Tâches à faire =
A: Répondez à ces questions sur l'extrait consacré aux baby-boomers, ci-dessous :
(i) Quel mouvement Janet Torge a-t-elle fondé ?
(ii) Dans quel lieu se trouve la Coopérative Rêve Bleu ?
(iii) Quel poste Aziz Dennoune occupe-t-il ?
B: Poursuivez l'extrait sur les baby-boomers et leur retraite, ci-dessous, à partir de sa dernière phrase.

Extrait à lire =
---+---

Panel : Habitation collective
Félix Delage-Laurin
Les baby-boomers. Une génération d’hommes et de femmes, nés entre 1948 et 19641, qui ont ou qui auront atteint 65 ans d’ici quinze ans, soit l’âge de la retraite. Retraite ne rime pas avec retrait du monde pour cette génération aux valeurs particulières et aux besoins différents des générations précédentes, qui représente aujourd’hui le tiers de la population d’Amérique du Nord. En 2014, plusieurs baby-boomers réfléchissent au lieu dans lequel ils voudront vivre leurs vieux jours. C’est le cas de Janet Torge, fondatrice du mouvement Radical Resthomes, qui crée des groupes de discussion sur le sujet. Diane Dufort est membre de la Coopérative Rêve Bleu à Verdun, hébergeant des femmes seules de 50 ans et plus. L’architecte Owen Rose imagine et conçoit plusieurs espaces résidentiels tandis que Aziz Dennoune est directeur général de Reseau2000+, une organisation de développement d’habitation communautaire affiliée à la Fédération des coopératives d’habitation intermunicipale de Montréal (Fechimm). Francyne Morin, directrice de la publication Coopoint e Félix Delage-Laurin, journaliste, les ont réuni autour d’une table pour essayer d’imagine les baby-boomers et… l’espace de retraite de leurs rêves.

---+---

Lignes =
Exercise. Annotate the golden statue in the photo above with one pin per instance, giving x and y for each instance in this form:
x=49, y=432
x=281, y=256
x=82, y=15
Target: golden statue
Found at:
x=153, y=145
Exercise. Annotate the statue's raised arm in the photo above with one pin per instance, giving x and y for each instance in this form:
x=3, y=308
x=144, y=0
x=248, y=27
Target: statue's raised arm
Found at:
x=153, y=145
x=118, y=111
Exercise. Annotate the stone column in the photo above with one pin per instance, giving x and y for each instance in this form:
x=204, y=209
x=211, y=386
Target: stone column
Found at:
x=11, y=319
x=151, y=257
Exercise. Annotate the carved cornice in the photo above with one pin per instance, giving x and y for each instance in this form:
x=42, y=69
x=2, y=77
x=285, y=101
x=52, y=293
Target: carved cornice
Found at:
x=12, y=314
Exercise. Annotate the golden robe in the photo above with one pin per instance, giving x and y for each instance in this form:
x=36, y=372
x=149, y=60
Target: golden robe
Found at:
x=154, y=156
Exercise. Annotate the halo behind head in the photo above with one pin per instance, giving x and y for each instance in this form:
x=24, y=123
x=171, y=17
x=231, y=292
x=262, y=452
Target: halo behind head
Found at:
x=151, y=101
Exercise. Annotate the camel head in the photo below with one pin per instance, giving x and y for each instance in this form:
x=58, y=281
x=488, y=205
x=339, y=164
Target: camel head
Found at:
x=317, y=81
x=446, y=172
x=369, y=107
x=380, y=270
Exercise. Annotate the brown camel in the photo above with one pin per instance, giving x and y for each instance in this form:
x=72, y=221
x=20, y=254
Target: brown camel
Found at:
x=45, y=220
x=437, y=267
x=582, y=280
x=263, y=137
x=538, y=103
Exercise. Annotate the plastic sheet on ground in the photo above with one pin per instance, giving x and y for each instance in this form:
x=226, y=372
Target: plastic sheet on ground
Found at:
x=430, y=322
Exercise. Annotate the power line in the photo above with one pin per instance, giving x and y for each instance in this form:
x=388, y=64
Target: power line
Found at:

---+---

Réponses par tâche =
A:
(i) Radical Resthomes.
(ii) À Verdun.
(iii) Il est directeur général de Reseau2000+.

B:
Qui sont les baby-boomers?
Francyne Morin et Félix Delage-Laurin (F.M. & F.D.L.)
On dit que les baby-boomers représentent une génération de gens scolarisés, celle qui a eu accès à l’université en masse. Par le fait même, ce sont des gens aux goûts sélectifs, plutôt anticonformistes – par opposition au concept de la solution unique pour tous – et qui n’ont pas peur d’exprimer leur différence et d’être à contre-courant (rappelons-nous les émeutes de Berkeley, mai 68 à Paris, etc.). Dans cette optique, pensez-vous que les formes de logement pour ainés qui existent à l’heure actuelle – où les gens sont rassemblés dans de grands complexes qui proposent un régime de vie très organisé sous forme de services payants – représentent ce que recherchent les baby-boomers?
Janet Torge (J.T.)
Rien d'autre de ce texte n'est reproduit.